=== Выбранный текст ===
Наряду с внешними катаклизмами, Бодлер переживал бурные перипетии семейных событий. Мать его обожала, а после смерти престарелого отца, казалось, стала боготворить еще больше, но вскоре Бодлеру пришлось разделить ее любовь с блестящим соперником, подполковником Жаком Опиком – вполне достойным и культурным человеком, который стал ее вторым мужем, когда Шарлю было восемь лет. Хотя поначалу Бодлер ладил с отчимом, он так и не смог смириться со своим изгнанием из рая. Из-за крутого нрава он то и дело попадал в скверные истории в школе, но вовремя обнаружил в себе поэтический дар. Какое-то время поиски mot juste[5] не мешали его увлечению политикой. Во время революции 1848 года Бодлер даже вышел на баррикады защищать республику. Но 2 декабря 1851 года республиканскую интерлюдию прервал государственный переворот Луи Бонапарта, который годом позже провозгласил себя императором Наполеоном III, – эта череда прискорбных событий навсегда отвратила Бодлера от политической деятельности.
=== Набор данных ===
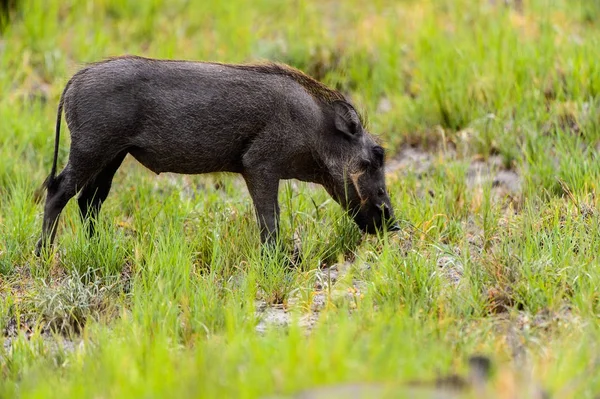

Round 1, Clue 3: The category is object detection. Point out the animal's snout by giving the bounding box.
[379,203,400,231]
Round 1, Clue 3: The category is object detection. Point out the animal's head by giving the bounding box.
[324,101,399,234]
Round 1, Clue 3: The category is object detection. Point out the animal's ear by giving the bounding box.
[333,101,362,138]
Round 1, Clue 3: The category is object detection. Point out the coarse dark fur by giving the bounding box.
[37,56,393,253]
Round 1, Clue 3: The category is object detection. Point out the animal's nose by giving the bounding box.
[379,203,400,231]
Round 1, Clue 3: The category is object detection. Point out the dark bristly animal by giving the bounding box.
[37,56,396,254]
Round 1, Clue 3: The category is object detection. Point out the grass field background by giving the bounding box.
[0,0,600,398]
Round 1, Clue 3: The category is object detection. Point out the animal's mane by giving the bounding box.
[219,62,347,104]
[92,55,348,104]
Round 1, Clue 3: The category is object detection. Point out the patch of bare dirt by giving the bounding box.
[256,261,369,333]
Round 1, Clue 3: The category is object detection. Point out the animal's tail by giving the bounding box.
[42,80,72,189]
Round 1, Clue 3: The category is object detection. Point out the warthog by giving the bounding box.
[36,56,397,254]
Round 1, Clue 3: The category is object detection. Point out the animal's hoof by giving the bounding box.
[33,238,42,258]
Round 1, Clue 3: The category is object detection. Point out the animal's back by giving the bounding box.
[65,57,319,173]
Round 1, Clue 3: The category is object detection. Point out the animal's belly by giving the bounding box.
[129,147,242,174]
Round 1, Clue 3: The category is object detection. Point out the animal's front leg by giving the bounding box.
[244,171,279,244]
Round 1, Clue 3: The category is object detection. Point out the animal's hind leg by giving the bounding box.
[77,151,127,237]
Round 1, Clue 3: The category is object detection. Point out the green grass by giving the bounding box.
[0,0,600,398]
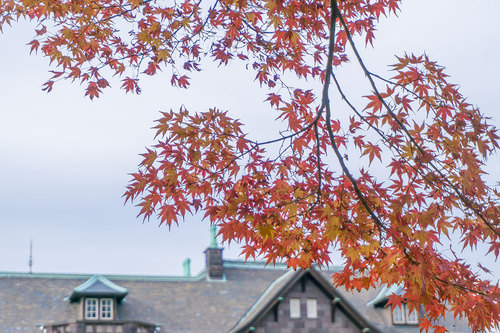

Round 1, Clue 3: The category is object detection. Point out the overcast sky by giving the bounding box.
[0,0,500,278]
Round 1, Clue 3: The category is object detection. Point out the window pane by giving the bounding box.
[290,298,300,318]
[306,298,318,318]
[405,304,418,324]
[85,298,97,319]
[392,304,405,324]
[101,298,113,319]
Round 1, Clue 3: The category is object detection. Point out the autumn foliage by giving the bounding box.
[0,0,500,332]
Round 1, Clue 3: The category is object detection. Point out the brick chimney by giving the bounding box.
[205,226,224,280]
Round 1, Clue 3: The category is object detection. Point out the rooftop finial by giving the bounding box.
[28,239,33,274]
[182,258,191,277]
[209,225,219,249]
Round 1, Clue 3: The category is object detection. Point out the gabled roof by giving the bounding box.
[70,275,128,302]
[229,268,380,333]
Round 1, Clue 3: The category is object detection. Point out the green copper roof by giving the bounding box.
[70,275,128,301]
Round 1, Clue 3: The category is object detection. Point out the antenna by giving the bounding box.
[28,238,33,274]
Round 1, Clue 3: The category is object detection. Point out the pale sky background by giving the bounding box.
[0,0,500,279]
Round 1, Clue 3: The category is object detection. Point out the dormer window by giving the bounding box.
[70,275,128,320]
[99,298,113,319]
[84,298,113,320]
[85,298,98,319]
[392,304,418,325]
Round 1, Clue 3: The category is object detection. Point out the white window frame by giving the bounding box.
[405,304,420,325]
[290,298,300,318]
[83,297,114,320]
[83,298,99,320]
[99,298,114,320]
[306,298,318,319]
[392,303,419,325]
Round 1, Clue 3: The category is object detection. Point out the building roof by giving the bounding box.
[70,275,128,302]
[0,262,286,333]
[229,269,380,333]
[0,260,470,333]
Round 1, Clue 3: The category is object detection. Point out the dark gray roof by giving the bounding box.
[0,260,470,333]
[0,262,286,333]
[229,268,379,333]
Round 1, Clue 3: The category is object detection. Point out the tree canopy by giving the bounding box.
[0,0,500,332]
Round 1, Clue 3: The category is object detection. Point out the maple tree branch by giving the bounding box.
[322,0,386,240]
[332,1,500,237]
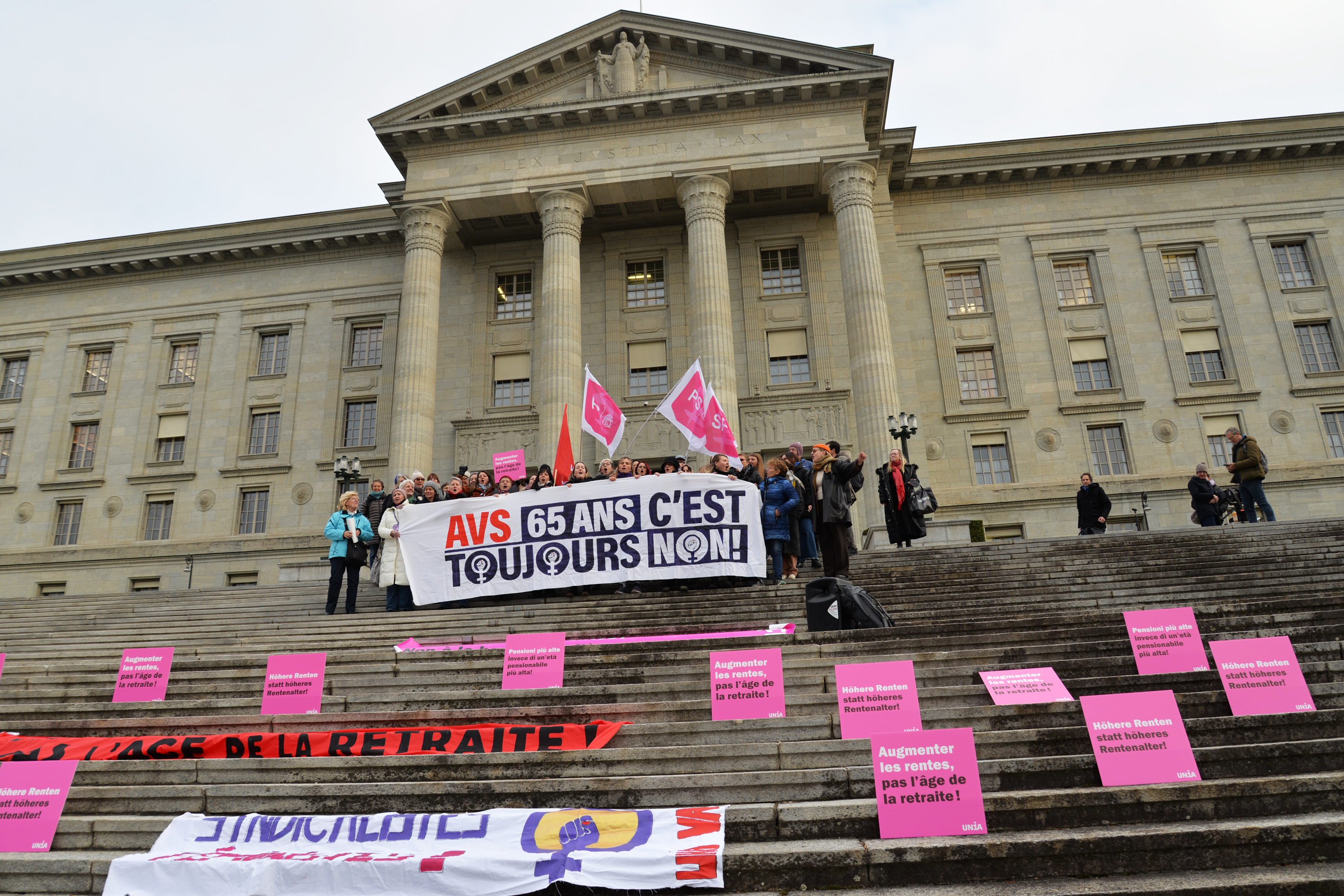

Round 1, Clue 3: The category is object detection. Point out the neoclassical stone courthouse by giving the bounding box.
[0,12,1344,598]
===
Объясните по выбранному тексту, почему Бодлер навсегда отошел от политической деятельности. Ответ дайте в одном–трех предложениях.

2 декабря 1851 года государственный переворот Луи Бонапарта прервал республиканскую интерлюдию, а годом позже Луи Бонапарт провозгласил себя императором Наполеоном III. Эта череда прискорбных событий навсегда отвратила Бодлера от политической деятельности.